= PROBLEM DESCRIPTION =
Locate each line in the items below that contains the string "panel", and copy every such line.

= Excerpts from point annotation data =
● ● ● ● ● ● ●

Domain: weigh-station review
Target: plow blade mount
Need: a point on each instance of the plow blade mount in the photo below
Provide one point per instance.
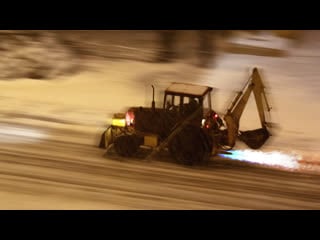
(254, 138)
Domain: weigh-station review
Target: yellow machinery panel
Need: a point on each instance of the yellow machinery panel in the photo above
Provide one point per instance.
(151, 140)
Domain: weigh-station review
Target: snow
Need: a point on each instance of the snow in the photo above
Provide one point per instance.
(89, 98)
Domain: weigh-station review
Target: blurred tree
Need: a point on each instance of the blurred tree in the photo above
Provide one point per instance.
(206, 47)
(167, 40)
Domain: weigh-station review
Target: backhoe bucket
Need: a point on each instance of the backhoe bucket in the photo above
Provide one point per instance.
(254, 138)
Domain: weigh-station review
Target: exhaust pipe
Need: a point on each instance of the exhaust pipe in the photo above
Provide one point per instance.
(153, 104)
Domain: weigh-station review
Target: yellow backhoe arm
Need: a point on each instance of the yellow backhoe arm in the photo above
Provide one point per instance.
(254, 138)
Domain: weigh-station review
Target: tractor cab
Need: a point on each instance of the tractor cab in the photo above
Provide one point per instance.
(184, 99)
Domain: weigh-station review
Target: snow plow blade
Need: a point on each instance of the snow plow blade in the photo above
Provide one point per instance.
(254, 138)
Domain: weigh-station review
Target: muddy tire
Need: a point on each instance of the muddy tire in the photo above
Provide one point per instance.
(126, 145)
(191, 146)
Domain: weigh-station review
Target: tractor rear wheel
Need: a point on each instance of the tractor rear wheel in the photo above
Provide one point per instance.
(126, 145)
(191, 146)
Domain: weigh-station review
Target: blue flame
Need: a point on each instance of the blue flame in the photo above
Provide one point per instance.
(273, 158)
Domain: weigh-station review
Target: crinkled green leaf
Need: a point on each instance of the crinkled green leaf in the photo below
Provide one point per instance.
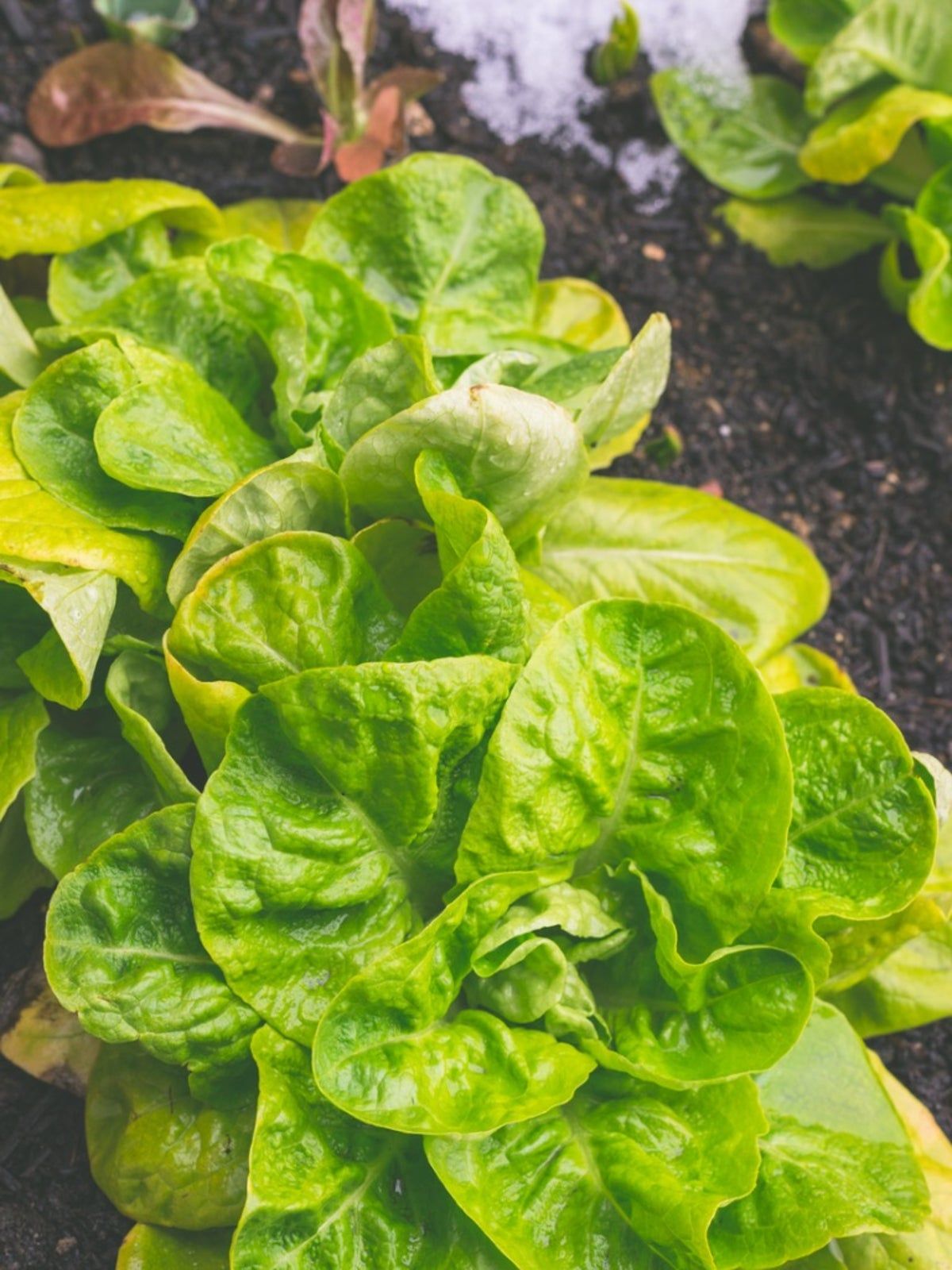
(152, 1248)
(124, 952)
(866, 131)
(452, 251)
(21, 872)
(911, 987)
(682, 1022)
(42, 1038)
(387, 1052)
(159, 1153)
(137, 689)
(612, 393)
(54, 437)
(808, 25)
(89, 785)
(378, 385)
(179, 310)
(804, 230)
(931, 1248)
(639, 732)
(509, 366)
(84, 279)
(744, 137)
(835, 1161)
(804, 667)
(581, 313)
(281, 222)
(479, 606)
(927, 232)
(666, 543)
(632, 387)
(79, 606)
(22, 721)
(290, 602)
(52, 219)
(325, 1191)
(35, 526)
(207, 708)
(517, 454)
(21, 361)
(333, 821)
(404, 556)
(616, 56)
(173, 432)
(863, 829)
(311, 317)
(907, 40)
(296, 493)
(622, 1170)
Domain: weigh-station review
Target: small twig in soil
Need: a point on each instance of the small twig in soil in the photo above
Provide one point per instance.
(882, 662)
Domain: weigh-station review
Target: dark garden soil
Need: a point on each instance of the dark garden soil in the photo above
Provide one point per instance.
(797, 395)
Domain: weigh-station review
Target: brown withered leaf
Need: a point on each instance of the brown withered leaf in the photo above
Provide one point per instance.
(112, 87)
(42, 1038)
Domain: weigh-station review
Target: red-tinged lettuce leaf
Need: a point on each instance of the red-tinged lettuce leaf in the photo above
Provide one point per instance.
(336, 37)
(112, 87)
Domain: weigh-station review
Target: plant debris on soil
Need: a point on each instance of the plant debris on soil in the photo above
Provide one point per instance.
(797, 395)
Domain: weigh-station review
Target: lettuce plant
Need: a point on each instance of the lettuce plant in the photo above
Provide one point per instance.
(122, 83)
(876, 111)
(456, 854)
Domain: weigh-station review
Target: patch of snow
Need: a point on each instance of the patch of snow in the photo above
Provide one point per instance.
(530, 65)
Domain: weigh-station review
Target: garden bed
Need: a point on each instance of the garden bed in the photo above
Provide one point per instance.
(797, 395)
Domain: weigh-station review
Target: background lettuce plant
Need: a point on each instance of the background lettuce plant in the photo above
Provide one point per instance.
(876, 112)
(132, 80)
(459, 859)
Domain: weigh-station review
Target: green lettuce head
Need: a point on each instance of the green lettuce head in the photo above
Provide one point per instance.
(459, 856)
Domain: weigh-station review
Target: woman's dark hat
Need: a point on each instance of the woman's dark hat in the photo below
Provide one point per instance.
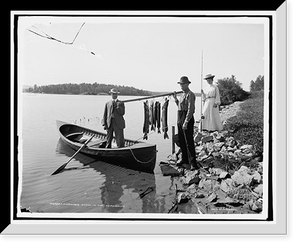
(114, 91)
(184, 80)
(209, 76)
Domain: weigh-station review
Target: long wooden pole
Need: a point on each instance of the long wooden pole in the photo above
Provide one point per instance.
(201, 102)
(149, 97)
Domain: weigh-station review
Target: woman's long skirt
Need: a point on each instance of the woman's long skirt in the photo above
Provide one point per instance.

● ● ● ● ● ● ●

= TASK ANSWER =
Target: yellow machinery panel
Need: a point on each instance of the yellow machinery panel in the photo above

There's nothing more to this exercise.